> **Dataset excerpts**:

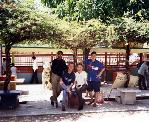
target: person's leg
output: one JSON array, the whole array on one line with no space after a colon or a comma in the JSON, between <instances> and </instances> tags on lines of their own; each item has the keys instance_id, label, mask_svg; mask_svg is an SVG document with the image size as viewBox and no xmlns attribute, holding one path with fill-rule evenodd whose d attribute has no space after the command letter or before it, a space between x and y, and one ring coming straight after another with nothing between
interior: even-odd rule
<instances>
[{"instance_id":1,"label":"person's leg","mask_svg":"<svg viewBox=\"0 0 149 122\"><path fill-rule=\"evenodd\" d=\"M149 76L146 76L146 81L147 81L147 88L149 87Z\"/></svg>"},{"instance_id":2,"label":"person's leg","mask_svg":"<svg viewBox=\"0 0 149 122\"><path fill-rule=\"evenodd\" d=\"M100 94L100 82L96 82L96 81L93 82L93 89L94 89L94 92L95 92L95 100L94 100L93 106L96 107L98 96Z\"/></svg>"},{"instance_id":3,"label":"person's leg","mask_svg":"<svg viewBox=\"0 0 149 122\"><path fill-rule=\"evenodd\" d=\"M63 90L65 90L65 91L67 91L67 86L63 83L62 85L61 85L61 88L63 89Z\"/></svg>"},{"instance_id":4,"label":"person's leg","mask_svg":"<svg viewBox=\"0 0 149 122\"><path fill-rule=\"evenodd\" d=\"M52 92L53 92L53 96L51 96L51 104L52 105L54 105L54 102L57 103L57 97L58 97L58 94L57 94L58 80L59 80L59 76L57 76L56 74L52 73L52 76L51 76L51 84L52 84Z\"/></svg>"},{"instance_id":5,"label":"person's leg","mask_svg":"<svg viewBox=\"0 0 149 122\"><path fill-rule=\"evenodd\" d=\"M34 72L35 83L39 84L37 70Z\"/></svg>"},{"instance_id":6,"label":"person's leg","mask_svg":"<svg viewBox=\"0 0 149 122\"><path fill-rule=\"evenodd\" d=\"M31 80L30 80L30 83L32 84L32 83L34 83L34 75L35 75L35 73L34 73L34 70L32 71L32 78L31 78Z\"/></svg>"},{"instance_id":7,"label":"person's leg","mask_svg":"<svg viewBox=\"0 0 149 122\"><path fill-rule=\"evenodd\" d=\"M63 88L66 88L65 85L62 86ZM63 89L63 98L62 98L62 111L66 110L66 105L68 102L68 92L67 92L67 88Z\"/></svg>"},{"instance_id":8,"label":"person's leg","mask_svg":"<svg viewBox=\"0 0 149 122\"><path fill-rule=\"evenodd\" d=\"M138 81L138 85L139 85L139 89L142 90L142 75L138 74L139 77L139 81Z\"/></svg>"},{"instance_id":9,"label":"person's leg","mask_svg":"<svg viewBox=\"0 0 149 122\"><path fill-rule=\"evenodd\" d=\"M82 100L82 88L76 89L77 95L78 95L78 110L83 109L83 100Z\"/></svg>"},{"instance_id":10,"label":"person's leg","mask_svg":"<svg viewBox=\"0 0 149 122\"><path fill-rule=\"evenodd\" d=\"M78 108L78 110L82 110L83 109L83 105L84 105L84 99L82 98L82 93L83 93L83 91L86 91L86 85L84 84L82 87L81 87L81 89L79 90L79 92L80 92L80 105L79 105L79 108Z\"/></svg>"},{"instance_id":11,"label":"person's leg","mask_svg":"<svg viewBox=\"0 0 149 122\"><path fill-rule=\"evenodd\" d=\"M54 102L55 102L56 108L58 108L57 98L58 98L58 96L61 93L60 76L55 75L53 86L54 86L54 89L53 89L53 98L54 98Z\"/></svg>"},{"instance_id":12,"label":"person's leg","mask_svg":"<svg viewBox=\"0 0 149 122\"><path fill-rule=\"evenodd\" d=\"M138 74L138 77L139 77L138 85L139 85L139 89L141 90L142 89L142 86L141 86L141 75Z\"/></svg>"},{"instance_id":13,"label":"person's leg","mask_svg":"<svg viewBox=\"0 0 149 122\"><path fill-rule=\"evenodd\" d=\"M142 85L143 85L144 90L147 90L144 76L142 76Z\"/></svg>"},{"instance_id":14,"label":"person's leg","mask_svg":"<svg viewBox=\"0 0 149 122\"><path fill-rule=\"evenodd\" d=\"M92 81L89 81L88 82L88 88L87 88L87 90L88 90L89 96L91 98L91 101L88 104L88 105L90 105L90 104L92 104L94 102L94 100L93 100L93 83L92 83Z\"/></svg>"}]
</instances>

> **Activity**:
Count of lines holding the string "instances": please work it out for the entries above and give the number alone.

> **Response area**:
3